▶ **Task statement**
Edit the data below by replacing every occurrence of "scouting field log" with "site survey log", keeping all other text unchanged.

Stored items from a collection
########################################

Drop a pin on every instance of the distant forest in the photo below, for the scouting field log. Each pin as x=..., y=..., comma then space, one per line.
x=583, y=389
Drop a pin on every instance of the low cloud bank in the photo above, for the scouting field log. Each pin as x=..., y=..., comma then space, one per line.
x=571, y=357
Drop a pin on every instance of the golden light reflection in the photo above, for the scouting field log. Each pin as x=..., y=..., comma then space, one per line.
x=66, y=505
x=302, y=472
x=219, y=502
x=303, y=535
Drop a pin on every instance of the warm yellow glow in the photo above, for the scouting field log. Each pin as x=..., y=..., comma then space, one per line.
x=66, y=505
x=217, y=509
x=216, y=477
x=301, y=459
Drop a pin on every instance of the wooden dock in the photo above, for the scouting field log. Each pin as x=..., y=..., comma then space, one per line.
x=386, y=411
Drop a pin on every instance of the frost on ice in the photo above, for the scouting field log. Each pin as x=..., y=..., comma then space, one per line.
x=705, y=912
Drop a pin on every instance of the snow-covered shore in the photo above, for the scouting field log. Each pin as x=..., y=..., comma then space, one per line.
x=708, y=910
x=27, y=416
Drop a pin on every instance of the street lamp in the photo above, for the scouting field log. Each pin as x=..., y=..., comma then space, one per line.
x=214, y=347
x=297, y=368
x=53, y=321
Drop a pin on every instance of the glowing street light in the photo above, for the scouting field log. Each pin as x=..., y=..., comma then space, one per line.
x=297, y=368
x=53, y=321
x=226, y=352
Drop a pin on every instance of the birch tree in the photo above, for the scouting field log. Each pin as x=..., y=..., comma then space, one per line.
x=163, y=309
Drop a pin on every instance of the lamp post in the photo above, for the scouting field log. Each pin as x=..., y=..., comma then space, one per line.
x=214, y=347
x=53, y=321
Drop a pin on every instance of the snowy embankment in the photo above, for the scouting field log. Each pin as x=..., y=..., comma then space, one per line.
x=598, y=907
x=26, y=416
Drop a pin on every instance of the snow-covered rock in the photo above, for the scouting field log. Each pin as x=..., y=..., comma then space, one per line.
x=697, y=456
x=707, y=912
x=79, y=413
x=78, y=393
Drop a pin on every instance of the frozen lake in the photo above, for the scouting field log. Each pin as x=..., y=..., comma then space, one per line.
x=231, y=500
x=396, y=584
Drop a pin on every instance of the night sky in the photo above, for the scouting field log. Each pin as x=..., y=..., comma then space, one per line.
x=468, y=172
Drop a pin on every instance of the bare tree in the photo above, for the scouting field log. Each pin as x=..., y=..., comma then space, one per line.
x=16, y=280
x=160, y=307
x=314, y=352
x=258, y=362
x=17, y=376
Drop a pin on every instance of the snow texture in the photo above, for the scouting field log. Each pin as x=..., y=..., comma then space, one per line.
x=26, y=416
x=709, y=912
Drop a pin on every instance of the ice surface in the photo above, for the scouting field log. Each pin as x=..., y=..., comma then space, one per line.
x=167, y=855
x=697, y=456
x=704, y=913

########################################

▶ **Answer to the task**
Drop a pin on every instance of the distant forest in the photo below, for the site survey log. Each pin as x=..., y=..., comma then space, one per line.
x=583, y=389
Drop a pin on every instance of the low cloud bank in the photo above, for the site survey log. Each pin as x=..., y=..., comma then space, one per line.
x=571, y=357
Drop a pin on every instance of the golden light reflection in the photo above, for the site survey log. Each pin as x=..., y=..., comma then space, one per line.
x=66, y=505
x=302, y=472
x=219, y=502
x=303, y=535
Drop a pin on every instance of the warm yellow glow in the photo above, for the site survey log. Each pin as x=..., y=..., comma then space, one per line.
x=66, y=505
x=217, y=509
x=216, y=477
x=301, y=459
Drop a pin on every instance of the wooden dock in the photo above, for the site survey log. Each pin as x=..., y=..., comma then space, one per line.
x=386, y=411
Drop a pin on every instance of the frost on ice in the photo above, for the site survey log. Each pin as x=..., y=..., comma then space, one per line.
x=705, y=912
Drop a pin on every instance of the snow-covered shore in the photo above, for the site survey log. Each pin as x=..., y=..., comma then space, one per line.
x=708, y=910
x=27, y=416
Drop a pin on every instance of the street lamp in the photo above, for the site survey log. Each pin as x=..., y=..., comma then space, one per line.
x=214, y=347
x=297, y=368
x=53, y=321
Drop a pin on every instance of the glowing street light in the photo above, for the site survey log. Each pin as x=..., y=..., comma then space, one per line.
x=297, y=368
x=53, y=321
x=226, y=352
Drop a pin on every instance of the birch tree in the photo above, for the site survey log. Each pin as x=..., y=..., comma then space, one per line.
x=163, y=309
Drop a pin on every instance of the lamp post in the photo above, for the site survey log. Each pin as x=..., y=..., comma then space, one per line.
x=214, y=347
x=53, y=321
Drop a pin on every instance of the snowy embankment in the photo above, for the site survey log. Each pin as x=..., y=..., comma then space, one per line.
x=598, y=907
x=26, y=416
Drop a pin on every instance of the snow-covered rock in the photo above, for the site survey log. Each pin as x=..., y=..., comma then space, one per line.
x=697, y=456
x=707, y=912
x=79, y=413
x=78, y=393
Drop a pin on every instance of the frozen lake in the photo above, for the site survey log. Each pin as x=..., y=..., comma then space, one per line.
x=231, y=500
x=396, y=584
Drop a pin on every instance of the night sky in the photo above, for the site survey log. Each pin as x=..., y=..., comma then space, one per line.
x=468, y=172
Drop a pin on every instance of the bare tree in the photo above, for the site survey log. Each pin as x=..., y=..., comma then space, one per line.
x=16, y=280
x=160, y=307
x=314, y=352
x=258, y=362
x=17, y=376
Drop a pin on every instance of the snow texture in the photo above, for the site survey log. Each pin as x=..., y=..., comma then space, one per line.
x=26, y=416
x=709, y=912
Drop a pin on every instance of the ice surface in the photo above, for the site survey log. Each pin as x=..., y=..., comma then space, one per line.
x=167, y=855
x=697, y=456
x=704, y=913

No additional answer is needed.